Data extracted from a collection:
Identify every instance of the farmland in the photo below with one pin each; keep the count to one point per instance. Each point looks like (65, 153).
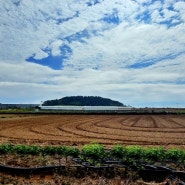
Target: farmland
(146, 130)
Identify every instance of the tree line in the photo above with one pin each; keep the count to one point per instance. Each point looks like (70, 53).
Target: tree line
(83, 101)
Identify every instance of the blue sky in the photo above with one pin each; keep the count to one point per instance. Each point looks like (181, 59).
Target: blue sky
(132, 51)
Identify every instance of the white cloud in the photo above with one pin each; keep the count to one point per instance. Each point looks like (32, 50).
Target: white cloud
(100, 62)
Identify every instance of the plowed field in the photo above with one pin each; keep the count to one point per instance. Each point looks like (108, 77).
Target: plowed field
(149, 130)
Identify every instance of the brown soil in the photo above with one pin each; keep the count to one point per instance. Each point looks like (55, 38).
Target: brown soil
(147, 130)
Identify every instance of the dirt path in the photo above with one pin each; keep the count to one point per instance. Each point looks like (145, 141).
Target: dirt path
(166, 130)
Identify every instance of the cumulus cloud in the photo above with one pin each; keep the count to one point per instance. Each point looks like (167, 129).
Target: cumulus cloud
(117, 49)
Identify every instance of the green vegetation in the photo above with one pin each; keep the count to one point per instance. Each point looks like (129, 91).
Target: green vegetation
(83, 101)
(96, 153)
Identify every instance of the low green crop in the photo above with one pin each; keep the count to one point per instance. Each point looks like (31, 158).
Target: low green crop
(93, 153)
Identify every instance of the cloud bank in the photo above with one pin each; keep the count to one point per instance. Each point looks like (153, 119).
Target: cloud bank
(132, 51)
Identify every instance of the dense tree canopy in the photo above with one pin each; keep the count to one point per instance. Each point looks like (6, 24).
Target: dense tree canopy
(83, 101)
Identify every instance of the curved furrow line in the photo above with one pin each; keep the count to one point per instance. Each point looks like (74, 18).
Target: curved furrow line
(173, 122)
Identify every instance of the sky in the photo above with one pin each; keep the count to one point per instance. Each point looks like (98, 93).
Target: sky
(132, 51)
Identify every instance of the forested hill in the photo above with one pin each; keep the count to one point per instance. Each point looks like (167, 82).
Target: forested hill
(83, 101)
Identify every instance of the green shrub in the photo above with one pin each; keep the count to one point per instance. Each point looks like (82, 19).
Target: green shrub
(175, 155)
(6, 148)
(93, 153)
(26, 149)
(118, 152)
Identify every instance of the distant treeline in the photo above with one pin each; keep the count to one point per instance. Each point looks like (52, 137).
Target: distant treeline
(83, 101)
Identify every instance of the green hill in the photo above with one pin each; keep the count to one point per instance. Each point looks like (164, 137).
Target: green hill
(83, 101)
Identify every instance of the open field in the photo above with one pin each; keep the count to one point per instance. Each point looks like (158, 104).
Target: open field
(146, 130)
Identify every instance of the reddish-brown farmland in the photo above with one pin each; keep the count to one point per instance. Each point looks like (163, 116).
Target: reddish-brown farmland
(147, 130)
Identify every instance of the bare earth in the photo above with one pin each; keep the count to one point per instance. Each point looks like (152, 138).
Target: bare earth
(146, 130)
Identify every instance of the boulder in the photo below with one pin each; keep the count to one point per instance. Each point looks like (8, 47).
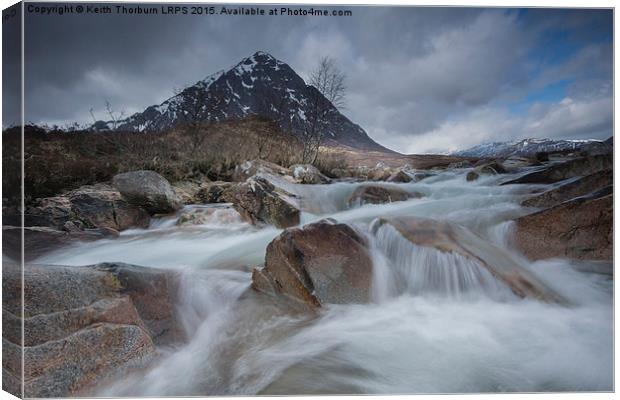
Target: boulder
(253, 167)
(516, 162)
(39, 240)
(373, 194)
(379, 174)
(581, 228)
(491, 168)
(103, 207)
(472, 176)
(399, 177)
(98, 206)
(186, 191)
(571, 189)
(569, 169)
(452, 238)
(216, 192)
(461, 164)
(257, 200)
(83, 325)
(308, 174)
(321, 263)
(147, 189)
(210, 215)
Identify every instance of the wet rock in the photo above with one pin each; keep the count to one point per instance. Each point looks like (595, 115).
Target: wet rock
(321, 263)
(186, 191)
(399, 177)
(379, 174)
(253, 167)
(542, 156)
(516, 162)
(373, 194)
(217, 216)
(39, 240)
(50, 212)
(82, 325)
(461, 164)
(581, 228)
(103, 207)
(569, 169)
(571, 189)
(147, 189)
(98, 206)
(491, 168)
(418, 176)
(216, 192)
(472, 176)
(447, 237)
(257, 200)
(308, 174)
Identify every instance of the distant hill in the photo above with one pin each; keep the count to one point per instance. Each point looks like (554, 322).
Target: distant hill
(529, 147)
(259, 84)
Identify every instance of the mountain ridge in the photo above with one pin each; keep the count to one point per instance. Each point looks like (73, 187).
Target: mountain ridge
(531, 146)
(259, 84)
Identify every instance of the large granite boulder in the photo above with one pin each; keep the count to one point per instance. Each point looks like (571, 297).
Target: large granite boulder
(253, 167)
(452, 238)
(39, 240)
(83, 325)
(571, 189)
(374, 194)
(308, 174)
(324, 262)
(581, 228)
(569, 169)
(399, 176)
(147, 189)
(97, 206)
(258, 200)
(209, 215)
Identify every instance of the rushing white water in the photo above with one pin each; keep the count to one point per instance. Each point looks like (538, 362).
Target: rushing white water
(439, 322)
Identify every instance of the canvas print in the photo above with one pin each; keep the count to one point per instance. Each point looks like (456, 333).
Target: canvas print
(216, 199)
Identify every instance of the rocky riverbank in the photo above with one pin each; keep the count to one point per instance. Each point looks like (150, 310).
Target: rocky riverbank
(87, 326)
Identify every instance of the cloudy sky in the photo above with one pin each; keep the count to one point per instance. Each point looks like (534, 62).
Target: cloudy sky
(419, 79)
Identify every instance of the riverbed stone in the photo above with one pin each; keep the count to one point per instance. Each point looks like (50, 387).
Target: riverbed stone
(308, 174)
(321, 263)
(581, 228)
(258, 200)
(452, 238)
(84, 325)
(571, 189)
(147, 189)
(216, 192)
(374, 194)
(253, 167)
(581, 166)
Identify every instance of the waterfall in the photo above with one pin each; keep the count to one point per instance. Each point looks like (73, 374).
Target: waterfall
(439, 321)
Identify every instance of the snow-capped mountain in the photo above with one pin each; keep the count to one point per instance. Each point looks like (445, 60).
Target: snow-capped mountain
(529, 147)
(259, 84)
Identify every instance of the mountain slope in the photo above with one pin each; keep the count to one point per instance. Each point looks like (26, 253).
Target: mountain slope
(529, 147)
(259, 84)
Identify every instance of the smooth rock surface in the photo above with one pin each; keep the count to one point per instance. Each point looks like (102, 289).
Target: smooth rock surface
(148, 190)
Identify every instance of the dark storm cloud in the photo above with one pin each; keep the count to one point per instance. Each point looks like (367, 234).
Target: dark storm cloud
(419, 79)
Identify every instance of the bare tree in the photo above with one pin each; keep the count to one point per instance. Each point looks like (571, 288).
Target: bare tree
(327, 94)
(115, 117)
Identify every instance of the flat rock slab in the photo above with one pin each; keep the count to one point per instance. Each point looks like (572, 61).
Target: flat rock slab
(581, 228)
(318, 264)
(448, 237)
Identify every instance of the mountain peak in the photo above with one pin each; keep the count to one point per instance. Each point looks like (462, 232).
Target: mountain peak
(259, 84)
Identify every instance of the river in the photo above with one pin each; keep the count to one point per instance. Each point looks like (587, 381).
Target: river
(438, 322)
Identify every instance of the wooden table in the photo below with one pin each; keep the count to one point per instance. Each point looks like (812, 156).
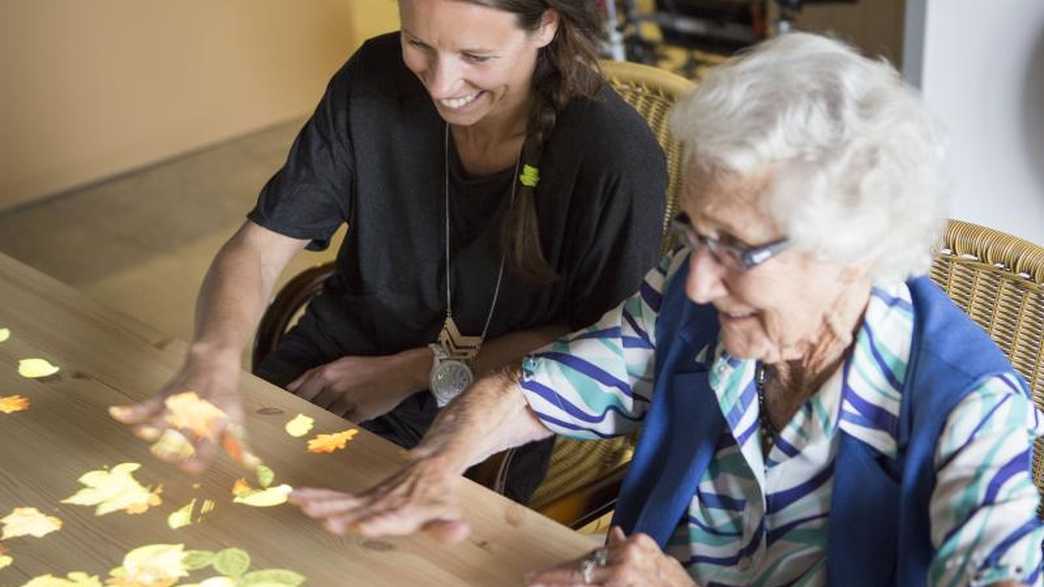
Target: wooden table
(107, 359)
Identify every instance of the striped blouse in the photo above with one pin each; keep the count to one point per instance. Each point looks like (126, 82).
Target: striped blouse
(761, 519)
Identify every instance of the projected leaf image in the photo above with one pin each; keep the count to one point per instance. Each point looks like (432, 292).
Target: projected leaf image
(330, 443)
(36, 368)
(189, 412)
(183, 516)
(246, 495)
(73, 580)
(10, 404)
(300, 426)
(156, 565)
(28, 521)
(164, 565)
(172, 446)
(116, 490)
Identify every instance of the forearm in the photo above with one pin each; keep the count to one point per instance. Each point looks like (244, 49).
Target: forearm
(236, 290)
(489, 417)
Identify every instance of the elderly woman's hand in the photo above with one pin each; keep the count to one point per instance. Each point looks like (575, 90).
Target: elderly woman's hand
(624, 561)
(422, 496)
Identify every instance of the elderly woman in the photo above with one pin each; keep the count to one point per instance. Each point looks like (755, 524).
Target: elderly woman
(811, 411)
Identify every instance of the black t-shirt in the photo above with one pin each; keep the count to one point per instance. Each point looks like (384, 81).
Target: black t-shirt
(373, 156)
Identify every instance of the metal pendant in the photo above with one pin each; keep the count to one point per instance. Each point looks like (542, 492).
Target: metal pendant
(456, 345)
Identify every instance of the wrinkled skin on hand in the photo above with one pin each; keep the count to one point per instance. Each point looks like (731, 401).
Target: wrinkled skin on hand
(217, 425)
(634, 560)
(422, 496)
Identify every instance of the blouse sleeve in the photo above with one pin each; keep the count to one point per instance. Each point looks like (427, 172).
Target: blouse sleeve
(985, 507)
(597, 382)
(310, 195)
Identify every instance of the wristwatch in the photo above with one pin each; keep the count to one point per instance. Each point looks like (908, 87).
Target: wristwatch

● **Prompt**: Using the material above, extract the line that contains "Identify every instance of the metal" and every line after it, exactly as given; stop at the last line.

● **Solution to the exercise**:
Identify every instance of the metal pendant in the photo above with one pin each; keep the count to one point per instance. Each point looks like (542, 492).
Target: metal pendant
(456, 345)
Identify every instance of the wrinkled skin on hand in the photo above with one pin each; keep the count to one point per instance. Each point looks like (731, 401).
Target: wrinkled skin on hand
(217, 425)
(634, 560)
(422, 496)
Identify every instance of the blouse sleeve in the photo above with one pin each; keep the count to one point per instance. Each point looks like (427, 172).
Target: blouse sleeve
(985, 507)
(597, 382)
(310, 195)
Identify every instance of the wristwatch in the photo above with one pin each; keep the count to one point per instance. Each point looks like (908, 87).
Target: wristwatch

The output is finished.